## EXTRAIT DE PAGE:
Nouvelles du front-cover.tifarton141-b9ab3 de Mike Dawson (EU) – Traduction Hélène Duhamel – Ed. çà et là –

© 2016 Éditions çà et là pour l’édition française –

Janvier 2014, dans le Kentucky.

L’auteur-narrateur et une amie évoquent la candidature du sénateur Rand Paul aux Primaires du Parti Républicain, (il y a renoncé en février dernier). Je crois qu’il se présente aux présidentielles, mais il est trop à gauche pour moi dit-elle. La conversation roule ensuite sur le présentateur ultra-réactionnaire d’une émission de télé-réalité qui bat des records d’audience depuis plusieurs années aux EU et dans différents pays : « Duck Dynasty« . Mais c’est une bonne personne, s’empresse d’ajouter la dame, qui s’attend probablement à une volée de bois vert de la part de son interlocuteur.

Ne pas dire ou penser des choses racistes, homophobes, misogynes (…) ne pas aller à l’église, être pour le mariage gay et contre les armes à feu, fait-il de vous une mauvaise personne ? se demande Mike.

[Descriptions de zones en langage naturel]
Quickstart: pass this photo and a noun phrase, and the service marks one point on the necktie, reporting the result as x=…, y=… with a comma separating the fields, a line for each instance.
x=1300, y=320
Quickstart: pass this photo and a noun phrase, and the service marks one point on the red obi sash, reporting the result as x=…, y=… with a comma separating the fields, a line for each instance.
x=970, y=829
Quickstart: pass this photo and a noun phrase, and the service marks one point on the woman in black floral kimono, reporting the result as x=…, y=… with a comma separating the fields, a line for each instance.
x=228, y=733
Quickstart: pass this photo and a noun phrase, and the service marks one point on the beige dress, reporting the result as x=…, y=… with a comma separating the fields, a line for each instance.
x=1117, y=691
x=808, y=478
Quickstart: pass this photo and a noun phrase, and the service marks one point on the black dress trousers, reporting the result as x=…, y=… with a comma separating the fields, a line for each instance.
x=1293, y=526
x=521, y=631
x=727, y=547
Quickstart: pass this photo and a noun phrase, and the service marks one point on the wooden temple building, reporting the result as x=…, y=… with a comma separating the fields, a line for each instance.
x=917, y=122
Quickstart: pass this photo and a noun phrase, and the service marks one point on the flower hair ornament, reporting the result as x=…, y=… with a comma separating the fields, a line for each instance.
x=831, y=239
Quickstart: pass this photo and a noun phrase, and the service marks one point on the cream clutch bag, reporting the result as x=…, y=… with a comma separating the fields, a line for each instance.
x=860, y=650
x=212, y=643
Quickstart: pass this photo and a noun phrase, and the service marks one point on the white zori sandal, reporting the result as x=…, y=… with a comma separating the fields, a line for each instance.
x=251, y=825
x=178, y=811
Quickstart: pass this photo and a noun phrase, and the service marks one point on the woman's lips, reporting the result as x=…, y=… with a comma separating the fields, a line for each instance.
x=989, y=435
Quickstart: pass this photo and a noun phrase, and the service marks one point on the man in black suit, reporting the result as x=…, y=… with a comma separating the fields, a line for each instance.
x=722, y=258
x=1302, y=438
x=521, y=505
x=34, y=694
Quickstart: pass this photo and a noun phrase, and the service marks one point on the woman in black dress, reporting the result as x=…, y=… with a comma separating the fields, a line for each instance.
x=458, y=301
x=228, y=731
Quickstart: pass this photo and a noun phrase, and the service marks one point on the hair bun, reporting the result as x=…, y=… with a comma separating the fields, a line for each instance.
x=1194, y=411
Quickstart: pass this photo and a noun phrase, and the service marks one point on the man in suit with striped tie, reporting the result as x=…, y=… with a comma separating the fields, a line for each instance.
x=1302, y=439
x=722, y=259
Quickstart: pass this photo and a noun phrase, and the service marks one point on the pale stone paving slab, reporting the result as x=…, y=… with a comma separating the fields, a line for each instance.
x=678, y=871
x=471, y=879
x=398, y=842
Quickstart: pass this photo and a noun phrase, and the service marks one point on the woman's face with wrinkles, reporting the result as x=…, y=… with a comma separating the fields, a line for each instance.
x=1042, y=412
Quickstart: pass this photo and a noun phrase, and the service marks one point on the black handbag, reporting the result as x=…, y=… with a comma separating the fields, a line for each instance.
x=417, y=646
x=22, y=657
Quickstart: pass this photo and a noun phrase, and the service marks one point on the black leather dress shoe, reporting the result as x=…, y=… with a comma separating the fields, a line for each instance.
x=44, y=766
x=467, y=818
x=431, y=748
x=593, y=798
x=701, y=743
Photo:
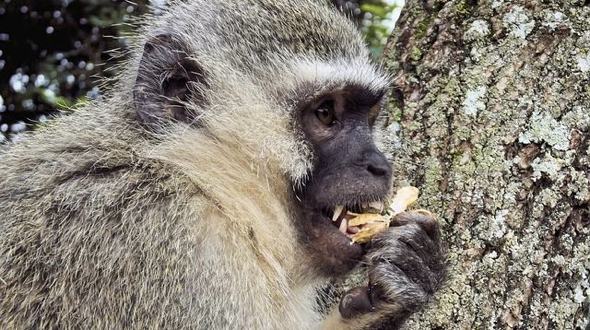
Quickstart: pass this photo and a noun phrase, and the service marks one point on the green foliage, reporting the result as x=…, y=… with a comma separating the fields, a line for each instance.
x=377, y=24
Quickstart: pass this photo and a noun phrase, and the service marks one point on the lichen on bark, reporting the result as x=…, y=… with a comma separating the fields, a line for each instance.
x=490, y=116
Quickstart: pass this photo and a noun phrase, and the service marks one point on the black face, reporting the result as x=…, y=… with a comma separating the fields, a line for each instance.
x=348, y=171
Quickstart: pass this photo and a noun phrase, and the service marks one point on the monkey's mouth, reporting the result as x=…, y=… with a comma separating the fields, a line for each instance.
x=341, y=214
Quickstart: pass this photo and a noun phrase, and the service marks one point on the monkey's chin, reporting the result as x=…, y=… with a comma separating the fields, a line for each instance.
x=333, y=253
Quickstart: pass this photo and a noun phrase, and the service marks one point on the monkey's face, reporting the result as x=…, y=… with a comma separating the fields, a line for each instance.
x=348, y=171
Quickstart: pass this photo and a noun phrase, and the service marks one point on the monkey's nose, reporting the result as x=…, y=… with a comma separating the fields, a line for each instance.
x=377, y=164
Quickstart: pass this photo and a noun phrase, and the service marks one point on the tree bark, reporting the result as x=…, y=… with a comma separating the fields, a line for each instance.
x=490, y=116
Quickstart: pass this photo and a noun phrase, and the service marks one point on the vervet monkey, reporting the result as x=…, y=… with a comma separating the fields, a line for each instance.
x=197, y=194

* * *

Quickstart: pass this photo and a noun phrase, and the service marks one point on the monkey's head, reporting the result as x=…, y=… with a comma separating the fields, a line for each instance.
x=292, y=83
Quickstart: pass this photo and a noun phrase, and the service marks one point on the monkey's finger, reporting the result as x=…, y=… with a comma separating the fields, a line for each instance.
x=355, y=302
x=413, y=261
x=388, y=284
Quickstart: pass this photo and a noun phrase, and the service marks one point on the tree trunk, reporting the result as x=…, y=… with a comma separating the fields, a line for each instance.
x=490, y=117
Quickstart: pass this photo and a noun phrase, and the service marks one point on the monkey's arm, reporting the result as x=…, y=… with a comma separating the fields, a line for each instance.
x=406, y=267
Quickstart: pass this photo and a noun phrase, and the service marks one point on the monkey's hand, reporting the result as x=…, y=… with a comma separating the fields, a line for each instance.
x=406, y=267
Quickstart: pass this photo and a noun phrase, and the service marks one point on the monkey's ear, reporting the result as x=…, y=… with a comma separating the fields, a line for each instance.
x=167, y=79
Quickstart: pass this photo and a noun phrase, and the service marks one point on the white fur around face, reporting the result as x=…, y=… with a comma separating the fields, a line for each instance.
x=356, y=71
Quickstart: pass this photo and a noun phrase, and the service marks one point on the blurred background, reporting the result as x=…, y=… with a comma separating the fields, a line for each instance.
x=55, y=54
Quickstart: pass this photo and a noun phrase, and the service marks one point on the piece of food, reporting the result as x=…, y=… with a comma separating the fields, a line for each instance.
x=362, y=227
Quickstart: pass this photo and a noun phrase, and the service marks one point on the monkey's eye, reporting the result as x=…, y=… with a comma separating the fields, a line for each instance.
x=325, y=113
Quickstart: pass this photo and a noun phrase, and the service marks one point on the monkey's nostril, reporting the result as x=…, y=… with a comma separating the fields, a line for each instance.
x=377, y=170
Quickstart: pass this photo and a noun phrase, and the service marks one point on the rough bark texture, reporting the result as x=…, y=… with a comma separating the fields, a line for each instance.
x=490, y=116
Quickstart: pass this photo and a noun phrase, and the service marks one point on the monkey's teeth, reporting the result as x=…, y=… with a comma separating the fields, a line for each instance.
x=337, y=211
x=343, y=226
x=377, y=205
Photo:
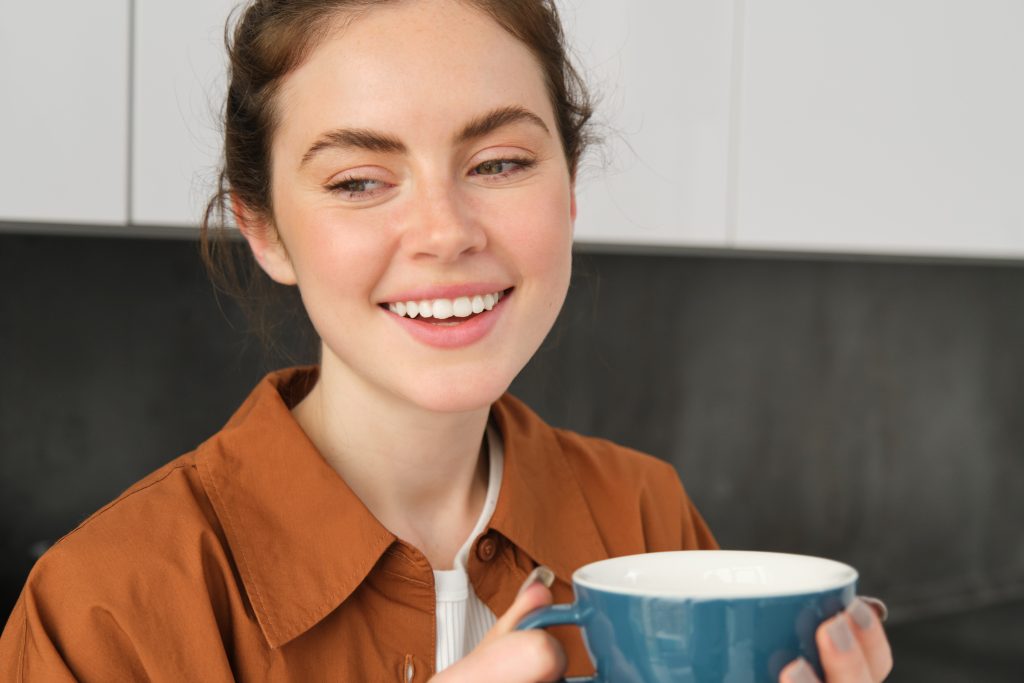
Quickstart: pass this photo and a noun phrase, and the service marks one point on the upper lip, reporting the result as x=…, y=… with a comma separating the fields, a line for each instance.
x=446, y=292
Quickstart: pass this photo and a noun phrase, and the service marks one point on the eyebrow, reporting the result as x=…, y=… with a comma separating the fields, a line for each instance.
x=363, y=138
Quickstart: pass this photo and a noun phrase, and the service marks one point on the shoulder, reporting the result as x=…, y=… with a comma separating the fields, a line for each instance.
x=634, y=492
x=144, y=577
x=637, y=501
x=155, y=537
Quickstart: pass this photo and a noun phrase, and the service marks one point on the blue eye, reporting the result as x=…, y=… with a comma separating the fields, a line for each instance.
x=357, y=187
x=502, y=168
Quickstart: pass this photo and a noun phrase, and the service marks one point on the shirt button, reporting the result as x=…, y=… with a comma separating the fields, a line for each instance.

## ACTIONS DEMANDÉES:
[1] Selon l'extrait de page, pourquoi la dame s'empresse-t-elle d'ajouter que le présentateur est « une bonne personne » ? Répondez en une à trois phrases.
[2] Traduisez en anglais cette phrase de l'extrait de page : « L'auteur-narrateur et une amie évoquent la candidature du sénateur Rand Paul aux Primaires du Parti Républicain, (il y a renoncé en février dernier). »
[3] Prolongez l'extrait sur la bande dessinée de Mike Dawson à partir de sa dernière phrase.

## LISTE DES RÉPONSES:
[1] Elle s'empresse de l'ajouter parce qu'elle s'attend probablement à une volée de bois vert de la part de son interlocuteur.

[2] The author-narrator and a friend discuss Senator Rand Paul's run in the Republican Party primaries (he dropped out last February).

[3]
De toute évidence, ces deux-là ne sont pas faits pour s’entendre sur le genre d’éducation à donner à leurs enfants. Mais face aux composantes politiques et religieuses qui impactent le monde d’aujourd’hui, l’auteur s’aperçoit qu’il n’est pas toujours facile d’être en accord avec ses convictions. Nouvelles-du-front-15

Pour le moment, pas de panique, son fils marche encore à quatre pattes et sa fille n’a que six ans. Malgré tout, que se passera-t-il lorsqu’elle en aura seize et que des petits branleurs d’ados se pointeront ? Dawson connaît la musique (et les paroles), on ne la lui fait pas, il est bien placé pour savoir ce qu’ils veulent vraiment. Un impératif : la protéger. J’ai une arme, je n’hésiterai pas à m’en servir, prévient-il.

Le ton est donné : derrière les dessins humoristiques, pleine page la plupart du temps, « se cache » un démocrate pur jus de la middle class américaine.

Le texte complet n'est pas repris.